** PROVIDED PASSAGE **
Segment Open

Remember playing the board game Monopoly? Not the swanky new one with the digital money cards. I’m talking about the good old Monopoly with colourful notes ranging from ₹1 to ₹10,000.
If you’ve ever had a bad spell in the game - you’d know the sinking feeling of watching your pile of cash deplete.
What’s fascinating is that this has a lot to do with the mode of payment - tangible cash. Something that’s described in the book The Payoff– How Changing the Way We Pay Changes Everything by Gottfried Leibbrandt and Natasha De Terán.
They say that there’s “much less experience of the pain of payment” while paying with a tap of your phone or swipe of a card.
Now, imagine what would happen if you eliminate this pain completely? Meaning, you pay for what you want and there’s no dip in your finances (not immediately at least).
It's the perfect recipe for a Dopamine riot.
This is why Credit and BNPL (Buy Now Pay Later) schemes have caught on like wildfire.
Scroll through Instagram and you’ll see a hundred quotes to the effect of “Stay in the present”, “Live like you there’s no tomorrow” or “#YOLO”

Segment Closed

** EXERCISE INSTRUCTIONS **
In the passage on payment and spending, what range of note values does the old version of Monopoly have?

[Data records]
Segment Open

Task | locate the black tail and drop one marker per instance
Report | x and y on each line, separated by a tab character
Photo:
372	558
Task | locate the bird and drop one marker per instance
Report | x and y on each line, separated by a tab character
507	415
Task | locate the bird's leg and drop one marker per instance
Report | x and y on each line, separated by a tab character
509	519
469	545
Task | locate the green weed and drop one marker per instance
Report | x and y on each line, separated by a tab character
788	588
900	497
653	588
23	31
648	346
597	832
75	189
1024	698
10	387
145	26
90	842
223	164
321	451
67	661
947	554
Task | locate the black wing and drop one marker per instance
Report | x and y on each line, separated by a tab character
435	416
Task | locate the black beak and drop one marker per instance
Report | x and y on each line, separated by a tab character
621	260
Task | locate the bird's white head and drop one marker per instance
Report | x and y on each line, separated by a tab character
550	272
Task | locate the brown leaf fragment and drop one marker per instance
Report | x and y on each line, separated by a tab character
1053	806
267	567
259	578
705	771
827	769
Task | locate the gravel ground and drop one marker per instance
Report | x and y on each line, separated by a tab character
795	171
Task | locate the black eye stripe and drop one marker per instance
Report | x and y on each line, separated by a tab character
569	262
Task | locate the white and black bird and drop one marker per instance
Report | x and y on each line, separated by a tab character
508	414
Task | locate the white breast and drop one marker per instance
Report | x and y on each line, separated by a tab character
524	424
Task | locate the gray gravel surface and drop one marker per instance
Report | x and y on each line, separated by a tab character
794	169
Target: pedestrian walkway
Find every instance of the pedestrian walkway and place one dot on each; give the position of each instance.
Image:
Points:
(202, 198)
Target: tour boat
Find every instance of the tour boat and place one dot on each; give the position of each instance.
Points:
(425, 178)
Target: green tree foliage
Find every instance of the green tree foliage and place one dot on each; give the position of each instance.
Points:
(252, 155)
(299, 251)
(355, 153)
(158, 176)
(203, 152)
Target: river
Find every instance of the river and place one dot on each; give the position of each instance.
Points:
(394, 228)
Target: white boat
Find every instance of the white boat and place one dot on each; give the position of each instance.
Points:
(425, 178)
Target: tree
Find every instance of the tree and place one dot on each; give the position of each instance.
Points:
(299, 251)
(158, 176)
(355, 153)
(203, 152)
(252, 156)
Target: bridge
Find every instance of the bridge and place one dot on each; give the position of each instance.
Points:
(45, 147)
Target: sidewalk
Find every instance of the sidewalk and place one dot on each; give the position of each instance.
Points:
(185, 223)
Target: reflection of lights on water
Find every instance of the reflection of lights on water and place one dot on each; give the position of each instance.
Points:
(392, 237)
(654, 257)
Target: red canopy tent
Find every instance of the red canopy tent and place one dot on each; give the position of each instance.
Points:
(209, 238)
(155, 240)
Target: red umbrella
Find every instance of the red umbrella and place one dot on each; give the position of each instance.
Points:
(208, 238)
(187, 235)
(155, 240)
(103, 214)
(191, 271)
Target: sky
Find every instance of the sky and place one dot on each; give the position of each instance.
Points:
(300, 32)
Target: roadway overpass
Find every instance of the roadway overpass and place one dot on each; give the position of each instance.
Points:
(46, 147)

Segment Closed

** EXERCISE RESPONSE **
The notes range from ₹1 to ₹10,000.